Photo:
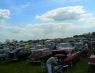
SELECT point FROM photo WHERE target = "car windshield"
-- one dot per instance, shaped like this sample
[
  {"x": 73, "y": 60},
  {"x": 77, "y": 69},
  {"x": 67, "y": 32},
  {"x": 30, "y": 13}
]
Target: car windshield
[
  {"x": 64, "y": 45},
  {"x": 38, "y": 47},
  {"x": 77, "y": 45},
  {"x": 36, "y": 53}
]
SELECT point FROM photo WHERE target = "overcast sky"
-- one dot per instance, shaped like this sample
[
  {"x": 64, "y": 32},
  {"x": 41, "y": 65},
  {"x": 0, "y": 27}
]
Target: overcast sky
[{"x": 41, "y": 19}]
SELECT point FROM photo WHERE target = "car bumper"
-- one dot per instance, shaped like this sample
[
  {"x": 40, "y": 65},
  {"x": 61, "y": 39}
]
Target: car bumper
[{"x": 90, "y": 63}]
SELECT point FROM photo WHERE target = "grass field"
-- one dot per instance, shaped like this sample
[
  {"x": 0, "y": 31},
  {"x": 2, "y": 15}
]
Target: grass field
[
  {"x": 24, "y": 67},
  {"x": 19, "y": 67}
]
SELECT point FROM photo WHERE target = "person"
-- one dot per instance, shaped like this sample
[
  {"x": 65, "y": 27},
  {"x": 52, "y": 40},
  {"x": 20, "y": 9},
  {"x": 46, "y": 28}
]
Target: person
[
  {"x": 51, "y": 62},
  {"x": 85, "y": 49}
]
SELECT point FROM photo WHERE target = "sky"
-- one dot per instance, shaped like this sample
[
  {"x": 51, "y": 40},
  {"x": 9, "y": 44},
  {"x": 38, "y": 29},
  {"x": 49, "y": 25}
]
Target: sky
[{"x": 45, "y": 19}]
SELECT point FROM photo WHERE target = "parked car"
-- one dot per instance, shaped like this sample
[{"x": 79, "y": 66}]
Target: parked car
[
  {"x": 91, "y": 60},
  {"x": 78, "y": 46},
  {"x": 71, "y": 55},
  {"x": 39, "y": 54},
  {"x": 13, "y": 54},
  {"x": 4, "y": 53}
]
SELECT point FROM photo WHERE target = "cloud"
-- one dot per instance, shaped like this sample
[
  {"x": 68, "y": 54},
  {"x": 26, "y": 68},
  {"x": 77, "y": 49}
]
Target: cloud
[
  {"x": 4, "y": 14},
  {"x": 20, "y": 8},
  {"x": 64, "y": 14}
]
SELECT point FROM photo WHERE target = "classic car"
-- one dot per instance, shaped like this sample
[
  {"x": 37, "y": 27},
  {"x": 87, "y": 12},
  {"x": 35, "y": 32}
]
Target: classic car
[
  {"x": 71, "y": 55},
  {"x": 39, "y": 54},
  {"x": 91, "y": 60},
  {"x": 10, "y": 54},
  {"x": 78, "y": 46}
]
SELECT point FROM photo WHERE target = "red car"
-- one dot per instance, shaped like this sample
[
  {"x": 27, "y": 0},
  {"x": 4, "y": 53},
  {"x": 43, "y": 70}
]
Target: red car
[
  {"x": 39, "y": 54},
  {"x": 91, "y": 60}
]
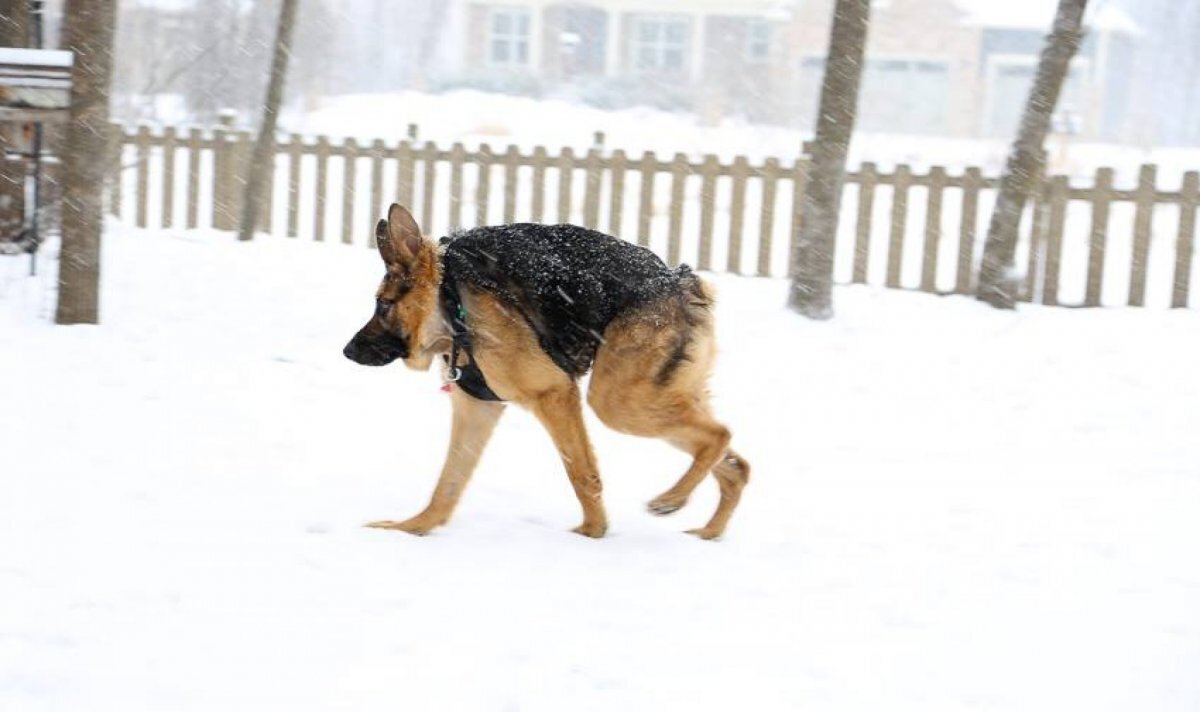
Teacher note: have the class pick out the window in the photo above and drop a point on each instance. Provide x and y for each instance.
(757, 41)
(660, 45)
(509, 37)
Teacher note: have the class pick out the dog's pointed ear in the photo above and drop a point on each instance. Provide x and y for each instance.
(387, 250)
(399, 237)
(403, 232)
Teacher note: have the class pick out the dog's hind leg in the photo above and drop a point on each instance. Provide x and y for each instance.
(651, 380)
(474, 420)
(562, 413)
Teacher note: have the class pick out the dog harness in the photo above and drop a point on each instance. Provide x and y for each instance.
(468, 377)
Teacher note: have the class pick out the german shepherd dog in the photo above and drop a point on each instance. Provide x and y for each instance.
(517, 313)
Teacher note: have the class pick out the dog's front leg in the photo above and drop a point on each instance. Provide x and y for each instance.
(562, 413)
(474, 420)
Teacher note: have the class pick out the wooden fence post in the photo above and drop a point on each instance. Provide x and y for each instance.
(1102, 196)
(322, 185)
(1060, 193)
(376, 209)
(901, 180)
(1185, 244)
(565, 177)
(616, 192)
(675, 223)
(646, 199)
(405, 174)
(593, 175)
(143, 174)
(738, 173)
(484, 185)
(767, 214)
(1143, 223)
(168, 177)
(972, 181)
(933, 229)
(708, 173)
(511, 162)
(349, 187)
(295, 156)
(117, 169)
(457, 154)
(863, 226)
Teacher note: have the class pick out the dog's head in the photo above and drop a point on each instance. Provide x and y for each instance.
(407, 298)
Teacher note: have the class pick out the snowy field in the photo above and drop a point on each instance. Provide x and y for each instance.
(951, 508)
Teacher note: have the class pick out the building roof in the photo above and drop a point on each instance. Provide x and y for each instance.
(1038, 15)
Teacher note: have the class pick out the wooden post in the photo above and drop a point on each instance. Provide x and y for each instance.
(295, 148)
(377, 208)
(349, 187)
(675, 226)
(117, 171)
(430, 183)
(1185, 244)
(457, 155)
(616, 192)
(1041, 203)
(539, 184)
(646, 199)
(964, 281)
(168, 177)
(799, 185)
(1060, 192)
(767, 214)
(1102, 195)
(593, 175)
(193, 178)
(738, 173)
(405, 174)
(511, 161)
(933, 229)
(143, 174)
(565, 175)
(863, 226)
(484, 184)
(321, 187)
(708, 172)
(901, 180)
(1141, 228)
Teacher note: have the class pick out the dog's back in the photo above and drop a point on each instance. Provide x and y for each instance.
(568, 282)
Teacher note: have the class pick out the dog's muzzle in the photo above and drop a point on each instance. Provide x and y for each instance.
(376, 349)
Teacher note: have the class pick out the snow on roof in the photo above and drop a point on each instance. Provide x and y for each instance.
(1038, 15)
(45, 58)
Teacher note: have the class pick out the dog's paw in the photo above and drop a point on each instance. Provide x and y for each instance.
(412, 526)
(706, 533)
(592, 530)
(666, 504)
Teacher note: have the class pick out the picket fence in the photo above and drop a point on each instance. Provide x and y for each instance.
(901, 228)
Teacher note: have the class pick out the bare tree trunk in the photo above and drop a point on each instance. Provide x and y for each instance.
(1026, 161)
(90, 25)
(811, 292)
(263, 160)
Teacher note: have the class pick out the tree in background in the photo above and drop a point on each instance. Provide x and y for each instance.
(89, 35)
(13, 33)
(1027, 157)
(263, 160)
(811, 292)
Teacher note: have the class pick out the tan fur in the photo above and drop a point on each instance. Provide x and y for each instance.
(627, 389)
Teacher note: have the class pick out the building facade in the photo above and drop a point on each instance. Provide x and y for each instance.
(948, 67)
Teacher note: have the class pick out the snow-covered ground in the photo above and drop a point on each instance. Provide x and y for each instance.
(951, 508)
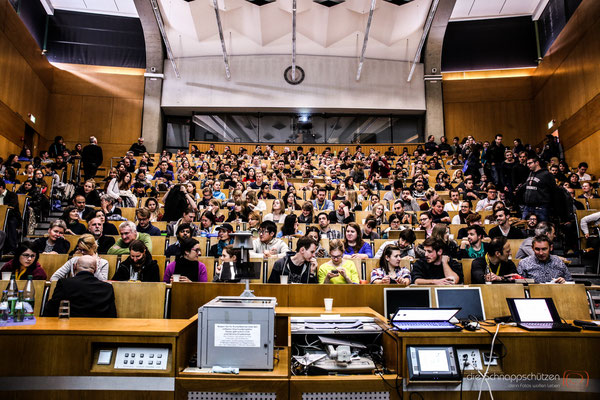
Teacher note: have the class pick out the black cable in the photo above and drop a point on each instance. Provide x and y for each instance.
(415, 394)
(502, 346)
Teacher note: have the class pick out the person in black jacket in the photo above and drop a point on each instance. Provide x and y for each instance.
(89, 297)
(54, 242)
(139, 266)
(504, 227)
(13, 219)
(301, 266)
(57, 147)
(495, 264)
(343, 214)
(96, 228)
(92, 158)
(539, 190)
(138, 148)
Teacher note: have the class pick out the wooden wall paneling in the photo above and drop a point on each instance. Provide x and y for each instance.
(126, 121)
(86, 80)
(65, 117)
(96, 118)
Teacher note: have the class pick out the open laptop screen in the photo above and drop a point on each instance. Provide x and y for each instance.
(424, 315)
(469, 299)
(394, 298)
(533, 310)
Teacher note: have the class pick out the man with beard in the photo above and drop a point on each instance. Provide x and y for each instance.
(436, 269)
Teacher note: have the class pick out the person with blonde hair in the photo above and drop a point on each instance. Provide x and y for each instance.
(338, 270)
(86, 246)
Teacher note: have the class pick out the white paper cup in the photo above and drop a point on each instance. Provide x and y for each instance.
(328, 304)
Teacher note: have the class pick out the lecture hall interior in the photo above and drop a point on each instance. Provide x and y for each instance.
(299, 199)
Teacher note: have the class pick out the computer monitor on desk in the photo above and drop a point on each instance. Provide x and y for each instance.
(468, 298)
(394, 298)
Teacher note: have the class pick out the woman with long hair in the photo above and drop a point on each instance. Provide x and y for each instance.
(186, 265)
(25, 263)
(278, 213)
(254, 221)
(239, 213)
(389, 270)
(365, 192)
(339, 192)
(86, 246)
(338, 270)
(253, 203)
(107, 227)
(250, 176)
(175, 202)
(290, 202)
(307, 215)
(154, 207)
(379, 213)
(230, 254)
(354, 245)
(290, 227)
(214, 206)
(71, 218)
(125, 194)
(139, 266)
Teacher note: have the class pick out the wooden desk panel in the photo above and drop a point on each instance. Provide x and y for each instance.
(100, 326)
(186, 298)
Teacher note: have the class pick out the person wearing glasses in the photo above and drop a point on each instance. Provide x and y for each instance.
(25, 263)
(267, 245)
(338, 270)
(426, 223)
(538, 190)
(86, 246)
(186, 265)
(89, 297)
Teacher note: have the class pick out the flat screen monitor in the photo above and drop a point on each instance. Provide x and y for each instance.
(394, 298)
(468, 298)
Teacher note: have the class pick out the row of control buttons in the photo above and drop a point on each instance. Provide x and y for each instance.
(141, 362)
(142, 355)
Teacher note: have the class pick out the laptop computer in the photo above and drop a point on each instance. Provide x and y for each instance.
(538, 314)
(394, 298)
(415, 319)
(467, 298)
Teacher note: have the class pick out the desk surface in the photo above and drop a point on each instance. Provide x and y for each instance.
(504, 331)
(102, 326)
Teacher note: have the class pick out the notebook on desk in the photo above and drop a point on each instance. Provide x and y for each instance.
(537, 315)
(416, 319)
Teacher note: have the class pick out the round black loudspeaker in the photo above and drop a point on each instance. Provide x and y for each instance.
(287, 75)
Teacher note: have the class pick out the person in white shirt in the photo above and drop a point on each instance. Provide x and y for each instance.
(487, 203)
(581, 172)
(267, 245)
(454, 203)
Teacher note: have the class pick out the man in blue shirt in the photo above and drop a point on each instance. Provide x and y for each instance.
(321, 203)
(163, 174)
(144, 224)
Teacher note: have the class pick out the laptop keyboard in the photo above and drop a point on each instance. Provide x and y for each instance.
(423, 325)
(555, 326)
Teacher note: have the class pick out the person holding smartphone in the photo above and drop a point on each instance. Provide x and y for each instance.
(389, 270)
(339, 270)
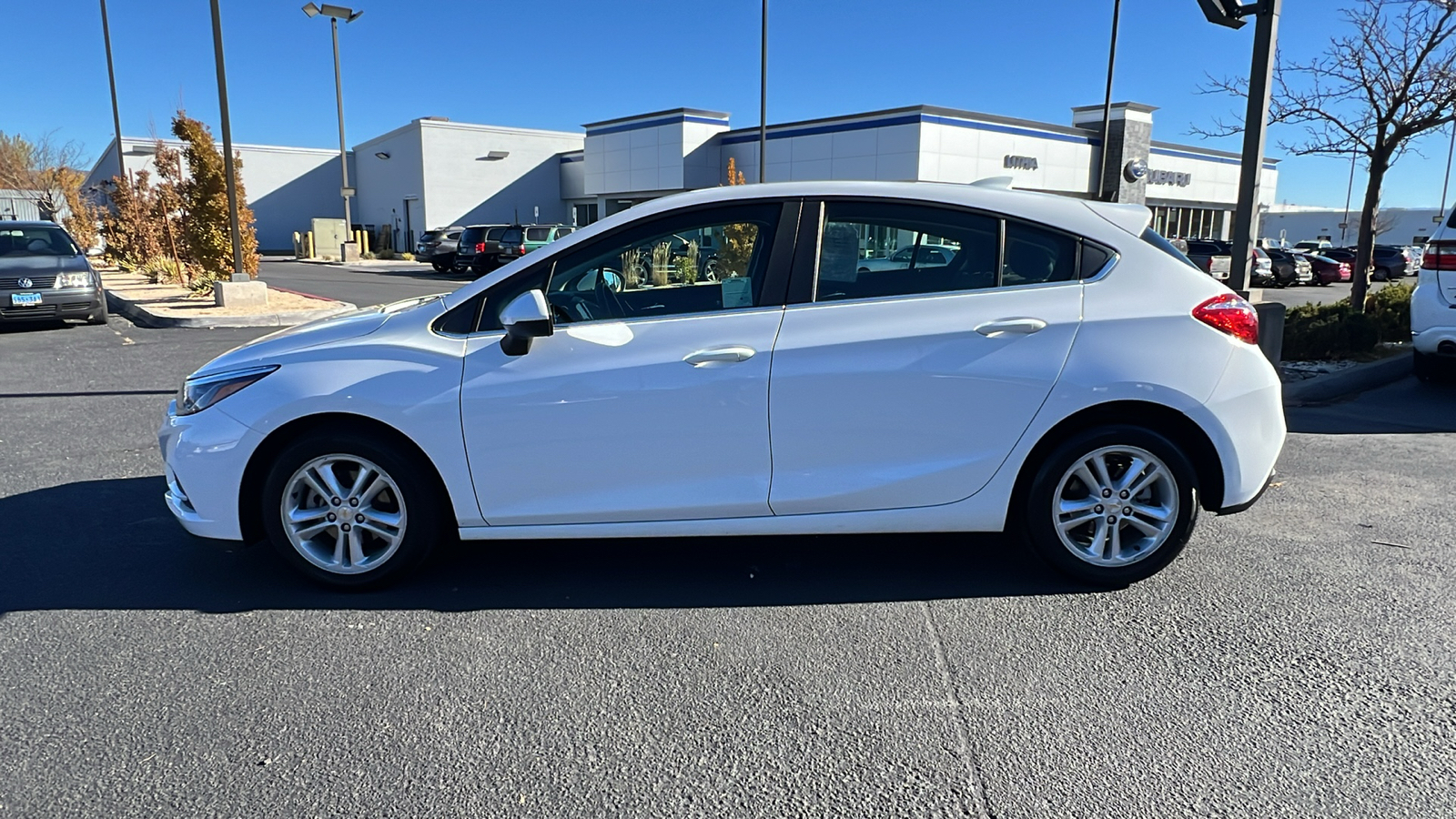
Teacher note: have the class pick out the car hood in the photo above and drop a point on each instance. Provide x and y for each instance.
(342, 327)
(43, 266)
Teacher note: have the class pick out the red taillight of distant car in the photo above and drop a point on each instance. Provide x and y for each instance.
(1230, 314)
(1441, 256)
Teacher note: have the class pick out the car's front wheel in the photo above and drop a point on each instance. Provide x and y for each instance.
(349, 511)
(1111, 504)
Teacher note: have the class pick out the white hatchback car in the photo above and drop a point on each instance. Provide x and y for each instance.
(1067, 375)
(1433, 305)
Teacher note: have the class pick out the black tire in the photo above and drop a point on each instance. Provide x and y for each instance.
(421, 503)
(1431, 369)
(1037, 518)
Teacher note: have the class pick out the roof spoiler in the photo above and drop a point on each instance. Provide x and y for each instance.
(1130, 217)
(995, 182)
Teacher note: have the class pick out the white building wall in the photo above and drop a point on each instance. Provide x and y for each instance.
(284, 187)
(460, 188)
(385, 186)
(572, 175)
(966, 153)
(1405, 225)
(652, 157)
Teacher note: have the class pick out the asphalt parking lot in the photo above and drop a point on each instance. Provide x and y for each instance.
(1298, 661)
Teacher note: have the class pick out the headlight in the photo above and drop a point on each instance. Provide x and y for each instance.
(203, 392)
(73, 280)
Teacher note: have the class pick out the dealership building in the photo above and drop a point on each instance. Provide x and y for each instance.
(433, 172)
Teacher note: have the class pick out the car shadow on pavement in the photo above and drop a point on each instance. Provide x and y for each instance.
(1404, 407)
(114, 545)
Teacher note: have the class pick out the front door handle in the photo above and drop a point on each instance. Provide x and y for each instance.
(1011, 327)
(720, 356)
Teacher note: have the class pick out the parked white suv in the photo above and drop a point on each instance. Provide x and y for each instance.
(1067, 376)
(1433, 305)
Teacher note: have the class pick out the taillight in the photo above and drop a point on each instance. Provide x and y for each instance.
(1230, 314)
(1441, 256)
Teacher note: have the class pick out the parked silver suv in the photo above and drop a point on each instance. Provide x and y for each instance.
(44, 276)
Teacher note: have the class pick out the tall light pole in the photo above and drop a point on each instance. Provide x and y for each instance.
(228, 149)
(763, 95)
(1350, 187)
(1448, 178)
(1256, 121)
(337, 14)
(1107, 102)
(111, 76)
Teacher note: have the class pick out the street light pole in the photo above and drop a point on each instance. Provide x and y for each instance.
(1107, 102)
(239, 274)
(1256, 124)
(1448, 178)
(763, 96)
(1350, 187)
(111, 76)
(339, 96)
(337, 14)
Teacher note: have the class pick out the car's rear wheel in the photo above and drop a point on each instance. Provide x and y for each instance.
(1111, 504)
(349, 511)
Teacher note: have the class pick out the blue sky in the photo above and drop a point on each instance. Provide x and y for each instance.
(571, 62)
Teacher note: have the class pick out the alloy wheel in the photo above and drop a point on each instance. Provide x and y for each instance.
(1116, 506)
(344, 513)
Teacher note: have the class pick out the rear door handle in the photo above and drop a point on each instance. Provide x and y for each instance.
(1011, 327)
(720, 356)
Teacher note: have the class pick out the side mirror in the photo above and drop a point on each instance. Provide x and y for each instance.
(524, 318)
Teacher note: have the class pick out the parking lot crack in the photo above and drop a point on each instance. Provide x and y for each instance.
(976, 802)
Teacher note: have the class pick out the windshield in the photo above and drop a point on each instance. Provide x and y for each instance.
(36, 241)
(1157, 239)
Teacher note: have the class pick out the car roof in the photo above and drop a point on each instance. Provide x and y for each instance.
(1097, 220)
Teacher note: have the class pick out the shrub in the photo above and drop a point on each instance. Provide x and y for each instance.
(1390, 309)
(1329, 331)
(162, 270)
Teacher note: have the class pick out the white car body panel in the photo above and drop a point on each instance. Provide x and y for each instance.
(621, 426)
(900, 402)
(603, 430)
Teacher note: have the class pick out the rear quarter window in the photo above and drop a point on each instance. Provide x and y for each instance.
(1157, 239)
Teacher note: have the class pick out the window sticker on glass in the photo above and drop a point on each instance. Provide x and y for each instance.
(737, 293)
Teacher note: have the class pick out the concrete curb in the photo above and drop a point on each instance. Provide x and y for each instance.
(142, 317)
(1356, 379)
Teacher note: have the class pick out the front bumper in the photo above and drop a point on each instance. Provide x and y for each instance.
(206, 455)
(72, 303)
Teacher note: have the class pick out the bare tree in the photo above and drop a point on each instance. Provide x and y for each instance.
(1372, 92)
(44, 171)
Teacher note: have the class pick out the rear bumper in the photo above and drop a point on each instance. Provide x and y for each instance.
(1239, 508)
(55, 305)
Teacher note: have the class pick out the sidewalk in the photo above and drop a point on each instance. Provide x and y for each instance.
(167, 305)
(371, 266)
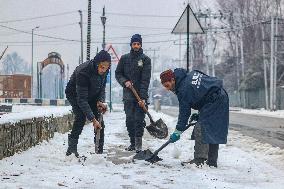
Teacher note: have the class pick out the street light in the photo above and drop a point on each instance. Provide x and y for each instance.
(32, 89)
(81, 26)
(103, 19)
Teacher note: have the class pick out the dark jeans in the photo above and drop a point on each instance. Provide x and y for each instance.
(205, 151)
(80, 120)
(135, 116)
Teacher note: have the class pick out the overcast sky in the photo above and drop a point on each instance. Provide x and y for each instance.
(123, 20)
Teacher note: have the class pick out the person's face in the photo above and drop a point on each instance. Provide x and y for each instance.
(103, 67)
(136, 46)
(170, 85)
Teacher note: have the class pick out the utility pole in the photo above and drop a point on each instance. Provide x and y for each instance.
(179, 51)
(103, 19)
(272, 63)
(237, 63)
(89, 29)
(32, 66)
(81, 26)
(264, 68)
(275, 64)
(3, 53)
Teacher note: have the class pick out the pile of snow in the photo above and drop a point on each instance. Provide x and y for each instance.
(20, 112)
(260, 112)
(243, 163)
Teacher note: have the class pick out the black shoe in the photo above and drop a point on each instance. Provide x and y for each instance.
(212, 155)
(138, 144)
(211, 163)
(198, 161)
(131, 147)
(72, 147)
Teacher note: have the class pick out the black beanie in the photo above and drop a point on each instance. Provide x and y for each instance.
(102, 56)
(136, 38)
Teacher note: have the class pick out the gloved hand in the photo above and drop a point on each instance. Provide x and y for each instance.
(101, 107)
(175, 136)
(194, 117)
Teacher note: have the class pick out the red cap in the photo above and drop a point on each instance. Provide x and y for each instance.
(167, 75)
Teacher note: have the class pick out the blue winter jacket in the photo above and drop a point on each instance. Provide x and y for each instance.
(204, 93)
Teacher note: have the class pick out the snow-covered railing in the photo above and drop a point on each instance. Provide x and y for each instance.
(21, 135)
(36, 101)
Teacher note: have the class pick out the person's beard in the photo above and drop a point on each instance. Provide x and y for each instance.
(173, 89)
(136, 49)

DESCRIPTION OF THE TASK: Make a list of all lines in the data that contain "WHERE".

ANSWER TO THE EXERCISE:
SELECT point FROM photo WHERE target = "car windshield"
SELECT point FROM photo WHERE target = "overcast sky"
SELECT point FROM photo WHERE target = "car bumper"
SELECT point FROM photo WHERE target = "grass field"
SELECT point FROM photo WHERE target = "person"
SELECT point FROM photo WHERE target = "sky"
SELECT point FROM photo WHERE target = "parked car"
SELECT point FROM photo WHERE target = "cloud"
SELECT point FROM photo WHERE target = "classic car"
SELECT point FROM photo WHERE target = "red car"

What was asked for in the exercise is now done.